> **The task**
Reproduce each of the entries below verbatim, leaving out the pictures.
==== Information shown
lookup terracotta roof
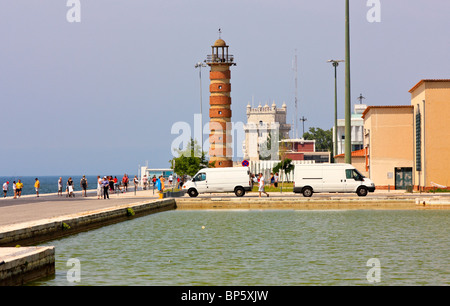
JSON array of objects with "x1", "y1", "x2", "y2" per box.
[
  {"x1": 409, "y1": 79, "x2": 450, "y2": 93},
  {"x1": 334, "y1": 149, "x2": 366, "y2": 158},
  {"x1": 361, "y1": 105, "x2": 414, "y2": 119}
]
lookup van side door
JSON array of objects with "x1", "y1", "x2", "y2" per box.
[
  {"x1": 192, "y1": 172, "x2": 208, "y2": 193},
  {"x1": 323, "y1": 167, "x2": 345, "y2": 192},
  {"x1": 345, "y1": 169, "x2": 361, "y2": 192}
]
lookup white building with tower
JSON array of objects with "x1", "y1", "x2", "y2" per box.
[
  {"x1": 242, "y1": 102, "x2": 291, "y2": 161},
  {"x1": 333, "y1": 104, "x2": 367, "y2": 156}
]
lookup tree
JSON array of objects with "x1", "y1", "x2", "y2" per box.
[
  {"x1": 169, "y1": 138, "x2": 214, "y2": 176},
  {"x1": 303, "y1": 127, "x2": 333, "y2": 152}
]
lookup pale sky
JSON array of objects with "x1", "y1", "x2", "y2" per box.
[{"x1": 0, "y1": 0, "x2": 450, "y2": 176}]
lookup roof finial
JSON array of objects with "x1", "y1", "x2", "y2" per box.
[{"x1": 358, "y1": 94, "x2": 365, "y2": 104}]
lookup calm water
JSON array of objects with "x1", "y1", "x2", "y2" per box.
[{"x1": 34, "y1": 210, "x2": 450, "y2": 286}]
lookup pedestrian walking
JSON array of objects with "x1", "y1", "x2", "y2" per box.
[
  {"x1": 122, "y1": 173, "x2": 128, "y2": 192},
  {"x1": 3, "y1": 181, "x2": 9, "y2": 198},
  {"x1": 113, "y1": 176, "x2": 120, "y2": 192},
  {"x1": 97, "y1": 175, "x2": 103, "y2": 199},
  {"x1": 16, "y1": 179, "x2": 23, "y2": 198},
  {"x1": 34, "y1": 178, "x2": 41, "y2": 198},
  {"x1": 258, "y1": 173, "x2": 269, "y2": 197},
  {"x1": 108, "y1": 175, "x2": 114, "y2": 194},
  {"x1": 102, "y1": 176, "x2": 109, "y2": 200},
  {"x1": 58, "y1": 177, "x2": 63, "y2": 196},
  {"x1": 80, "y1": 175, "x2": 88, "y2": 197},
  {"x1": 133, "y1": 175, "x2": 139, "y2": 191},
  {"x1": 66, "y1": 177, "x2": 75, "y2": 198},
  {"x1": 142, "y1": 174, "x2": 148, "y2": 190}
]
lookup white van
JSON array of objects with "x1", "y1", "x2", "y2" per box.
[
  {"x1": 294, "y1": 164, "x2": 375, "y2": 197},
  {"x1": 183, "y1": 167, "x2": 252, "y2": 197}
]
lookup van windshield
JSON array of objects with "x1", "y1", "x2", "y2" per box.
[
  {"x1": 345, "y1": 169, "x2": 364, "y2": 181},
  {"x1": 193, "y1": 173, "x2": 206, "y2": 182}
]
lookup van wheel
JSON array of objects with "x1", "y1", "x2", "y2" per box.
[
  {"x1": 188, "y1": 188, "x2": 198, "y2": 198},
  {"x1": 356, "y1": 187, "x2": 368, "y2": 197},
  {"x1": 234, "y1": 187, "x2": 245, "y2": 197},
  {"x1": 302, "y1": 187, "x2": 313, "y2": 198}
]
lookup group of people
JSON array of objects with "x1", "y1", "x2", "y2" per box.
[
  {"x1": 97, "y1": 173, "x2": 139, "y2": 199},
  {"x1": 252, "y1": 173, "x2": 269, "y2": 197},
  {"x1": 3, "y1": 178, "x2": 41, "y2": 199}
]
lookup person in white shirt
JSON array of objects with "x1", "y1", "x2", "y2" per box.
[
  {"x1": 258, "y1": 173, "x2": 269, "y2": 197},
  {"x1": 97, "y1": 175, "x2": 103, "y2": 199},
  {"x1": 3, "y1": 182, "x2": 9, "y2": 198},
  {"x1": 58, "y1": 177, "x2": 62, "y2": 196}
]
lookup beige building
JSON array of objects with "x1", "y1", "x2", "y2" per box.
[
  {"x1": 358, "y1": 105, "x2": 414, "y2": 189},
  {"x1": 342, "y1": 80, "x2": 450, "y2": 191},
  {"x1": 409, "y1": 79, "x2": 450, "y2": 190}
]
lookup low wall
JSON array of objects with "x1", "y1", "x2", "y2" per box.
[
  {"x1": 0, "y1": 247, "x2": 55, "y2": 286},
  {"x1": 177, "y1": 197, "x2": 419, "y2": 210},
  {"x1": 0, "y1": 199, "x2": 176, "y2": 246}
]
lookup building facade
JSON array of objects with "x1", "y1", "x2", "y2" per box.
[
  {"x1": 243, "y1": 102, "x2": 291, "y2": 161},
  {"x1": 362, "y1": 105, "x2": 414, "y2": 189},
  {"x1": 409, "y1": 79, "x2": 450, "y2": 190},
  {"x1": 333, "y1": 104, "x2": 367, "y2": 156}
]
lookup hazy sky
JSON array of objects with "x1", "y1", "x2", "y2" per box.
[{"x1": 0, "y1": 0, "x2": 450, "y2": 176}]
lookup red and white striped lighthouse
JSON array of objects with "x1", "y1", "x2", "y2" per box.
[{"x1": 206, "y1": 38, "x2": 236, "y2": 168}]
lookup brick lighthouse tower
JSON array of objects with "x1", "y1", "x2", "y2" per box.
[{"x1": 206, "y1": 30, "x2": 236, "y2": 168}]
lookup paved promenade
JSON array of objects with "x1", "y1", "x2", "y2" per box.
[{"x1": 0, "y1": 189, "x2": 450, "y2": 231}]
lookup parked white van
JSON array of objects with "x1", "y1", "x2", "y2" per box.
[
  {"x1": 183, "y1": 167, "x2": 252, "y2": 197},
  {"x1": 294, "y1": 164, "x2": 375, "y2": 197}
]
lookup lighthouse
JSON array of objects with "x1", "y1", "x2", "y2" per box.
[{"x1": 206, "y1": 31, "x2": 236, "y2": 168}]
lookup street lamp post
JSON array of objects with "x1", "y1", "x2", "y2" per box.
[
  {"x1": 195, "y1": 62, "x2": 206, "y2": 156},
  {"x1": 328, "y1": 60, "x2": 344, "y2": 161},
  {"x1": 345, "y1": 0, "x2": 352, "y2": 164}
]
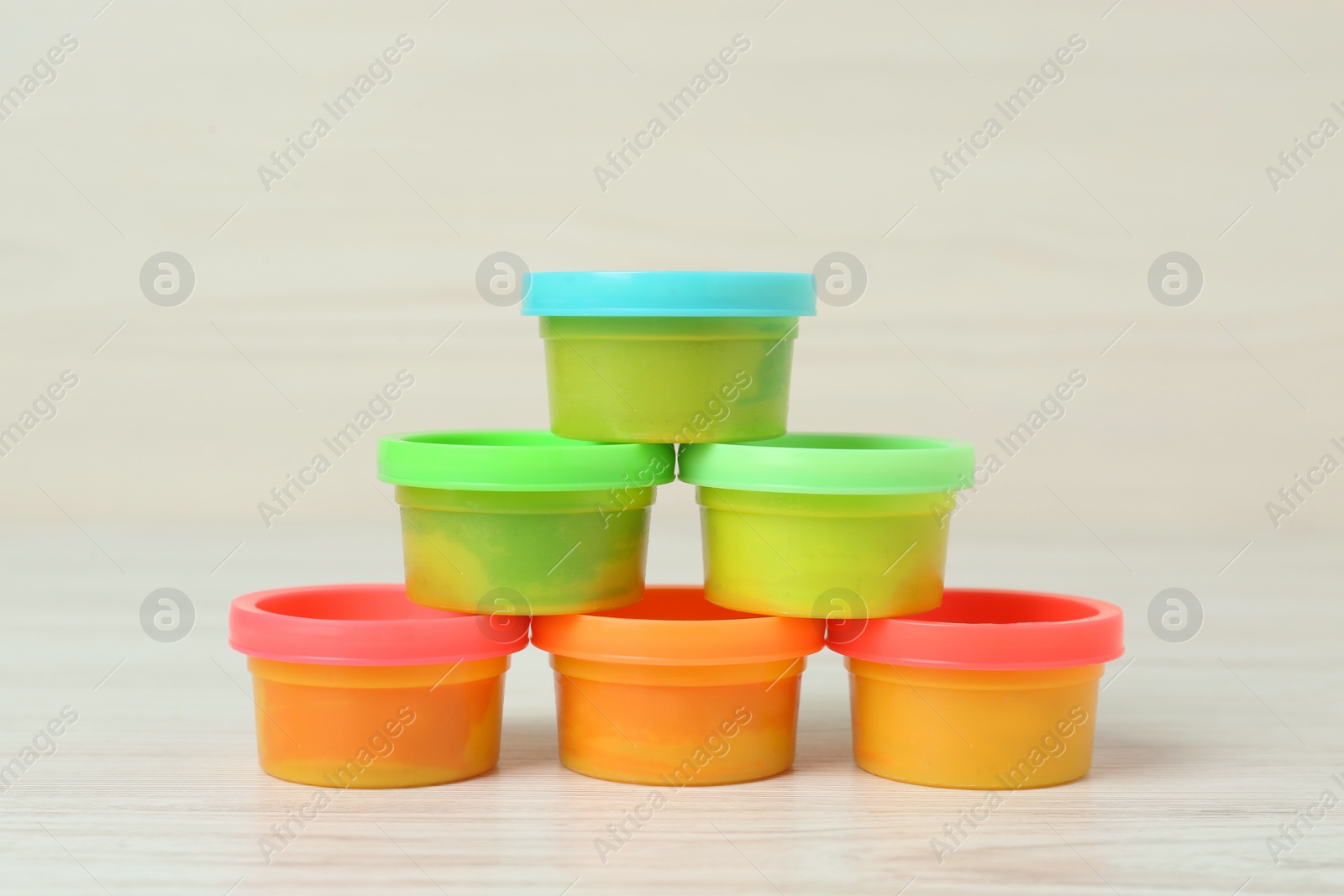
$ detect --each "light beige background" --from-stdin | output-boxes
========
> **Finished task**
lookup terracotta roof
JSON array of objects with "x1", "y1", "x2", "y2" per box.
[
  {"x1": 409, "y1": 79, "x2": 450, "y2": 93},
  {"x1": 334, "y1": 149, "x2": 366, "y2": 158},
  {"x1": 361, "y1": 105, "x2": 414, "y2": 119}
]
lookup van side door
JSON array of objects with "x1", "y1", "x2", "y2" per box.
[
  {"x1": 192, "y1": 172, "x2": 208, "y2": 193},
  {"x1": 323, "y1": 167, "x2": 345, "y2": 192},
  {"x1": 345, "y1": 169, "x2": 361, "y2": 192}
]
lookup white building with tower
JSON array of objects with "x1", "y1", "x2", "y2" per box.
[
  {"x1": 242, "y1": 102, "x2": 291, "y2": 161},
  {"x1": 333, "y1": 104, "x2": 367, "y2": 156}
]
lookup tree
JSON array of objects with "x1", "y1", "x2", "y2" per box.
[
  {"x1": 169, "y1": 138, "x2": 214, "y2": 176},
  {"x1": 303, "y1": 127, "x2": 333, "y2": 152}
]
lookup pale sky
JSON array of objects with "x1", "y1", "x2", "y2" per box.
[{"x1": 0, "y1": 0, "x2": 450, "y2": 176}]
lookup roof finial
JSON array of objects with "x1", "y1", "x2", "y2" per box.
[{"x1": 358, "y1": 94, "x2": 365, "y2": 104}]
lookup calm water
JSON array of objects with "x1", "y1", "x2", "y2" per box.
[{"x1": 34, "y1": 210, "x2": 450, "y2": 286}]
lookup pedestrian walking
JSON array of objects with "x1", "y1", "x2", "y2" per box.
[
  {"x1": 122, "y1": 173, "x2": 128, "y2": 192},
  {"x1": 3, "y1": 181, "x2": 9, "y2": 198},
  {"x1": 113, "y1": 176, "x2": 120, "y2": 192},
  {"x1": 97, "y1": 175, "x2": 103, "y2": 199},
  {"x1": 16, "y1": 179, "x2": 23, "y2": 198},
  {"x1": 34, "y1": 178, "x2": 41, "y2": 198},
  {"x1": 258, "y1": 173, "x2": 269, "y2": 197},
  {"x1": 108, "y1": 175, "x2": 114, "y2": 194},
  {"x1": 102, "y1": 176, "x2": 109, "y2": 200},
  {"x1": 58, "y1": 177, "x2": 63, "y2": 196},
  {"x1": 80, "y1": 175, "x2": 88, "y2": 197},
  {"x1": 133, "y1": 175, "x2": 139, "y2": 191},
  {"x1": 66, "y1": 177, "x2": 75, "y2": 198},
  {"x1": 142, "y1": 174, "x2": 148, "y2": 190}
]
lookup white van
JSON array of objects with "x1", "y1", "x2", "y2" per box.
[
  {"x1": 294, "y1": 164, "x2": 375, "y2": 197},
  {"x1": 183, "y1": 167, "x2": 252, "y2": 197}
]
lookup van windshield
JSON array of objects with "x1", "y1", "x2", "y2" per box.
[
  {"x1": 345, "y1": 169, "x2": 364, "y2": 181},
  {"x1": 193, "y1": 173, "x2": 206, "y2": 182}
]
lookup van wheel
JSON array of objects with "x1", "y1", "x2", "y2" per box.
[
  {"x1": 188, "y1": 188, "x2": 198, "y2": 198},
  {"x1": 356, "y1": 187, "x2": 368, "y2": 197},
  {"x1": 234, "y1": 187, "x2": 245, "y2": 197},
  {"x1": 302, "y1": 187, "x2": 313, "y2": 198}
]
lookup group of people
JSON array of objects with "x1", "y1", "x2", "y2" per box.
[
  {"x1": 97, "y1": 173, "x2": 139, "y2": 199},
  {"x1": 252, "y1": 173, "x2": 269, "y2": 197},
  {"x1": 3, "y1": 178, "x2": 41, "y2": 199}
]
lookup person in white shirt
JSON array of objects with "x1", "y1", "x2", "y2" per box.
[
  {"x1": 258, "y1": 173, "x2": 269, "y2": 197},
  {"x1": 97, "y1": 175, "x2": 103, "y2": 199},
  {"x1": 3, "y1": 182, "x2": 9, "y2": 198},
  {"x1": 58, "y1": 177, "x2": 62, "y2": 196}
]
lookup beige building
JSON array of objects with "x1", "y1", "x2", "y2" per box.
[
  {"x1": 358, "y1": 105, "x2": 414, "y2": 189},
  {"x1": 342, "y1": 80, "x2": 450, "y2": 191},
  {"x1": 409, "y1": 79, "x2": 450, "y2": 190}
]
lookup low wall
JSON array of objects with "x1", "y1", "x2", "y2" per box.
[
  {"x1": 0, "y1": 247, "x2": 55, "y2": 286},
  {"x1": 177, "y1": 197, "x2": 419, "y2": 210},
  {"x1": 0, "y1": 199, "x2": 176, "y2": 246}
]
lookup building facade
JSON array of objects with "x1", "y1", "x2", "y2" per box.
[
  {"x1": 243, "y1": 102, "x2": 291, "y2": 161},
  {"x1": 362, "y1": 105, "x2": 414, "y2": 189},
  {"x1": 409, "y1": 79, "x2": 450, "y2": 190},
  {"x1": 333, "y1": 104, "x2": 367, "y2": 156}
]
lookup hazy sky
JSON array of objects with "x1", "y1", "x2", "y2" per box.
[{"x1": 0, "y1": 0, "x2": 450, "y2": 176}]
lookup red and white striped lighthouse
JSON array of objects with "x1", "y1", "x2", "y2" per box.
[{"x1": 206, "y1": 38, "x2": 236, "y2": 168}]
lookup brick lighthouse tower
JSON array of objects with "x1", "y1", "x2", "y2" per box.
[{"x1": 206, "y1": 30, "x2": 236, "y2": 168}]
lookup paved promenade
JSON array of objects with "x1", "y1", "x2", "y2" per box.
[{"x1": 0, "y1": 189, "x2": 450, "y2": 231}]
lookup parked white van
JSON array of objects with "x1", "y1", "x2", "y2" per box.
[
  {"x1": 183, "y1": 167, "x2": 252, "y2": 197},
  {"x1": 294, "y1": 164, "x2": 375, "y2": 197}
]
lookup lighthouse
JSON array of objects with "x1", "y1", "x2", "y2" per box.
[{"x1": 206, "y1": 31, "x2": 236, "y2": 168}]
lookup street lamp post
JSON array of objects with "x1", "y1", "x2", "y2" per box.
[
  {"x1": 195, "y1": 62, "x2": 206, "y2": 156},
  {"x1": 328, "y1": 60, "x2": 344, "y2": 161},
  {"x1": 345, "y1": 0, "x2": 352, "y2": 164}
]
$ detect --each "light beige background" --from-stdin | output-boxes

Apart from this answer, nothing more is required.